Dataset records
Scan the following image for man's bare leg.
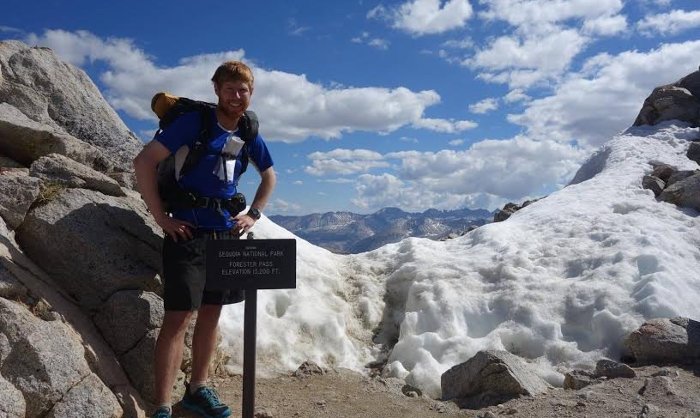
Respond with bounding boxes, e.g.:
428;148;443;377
155;311;192;405
190;305;221;383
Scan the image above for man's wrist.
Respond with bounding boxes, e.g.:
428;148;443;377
246;207;262;221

TASK TO CARRY OUT
Turn the lines of all the entries above into a JSON list of strings with one string per line, skipping blank lines and leaving out the pictures.

SOLVED PROBLEM
[
  "Scan the following image for man's bare leg.",
  "Respond with bounding boxes, e.g.:",
  "428;148;443;377",
  "155;311;192;405",
  "190;305;221;383",
  "Scan the image above for man's wrist.",
  "Respond with bounding boxes, e.g.:",
  "428;148;443;377",
  "246;207;262;221"
]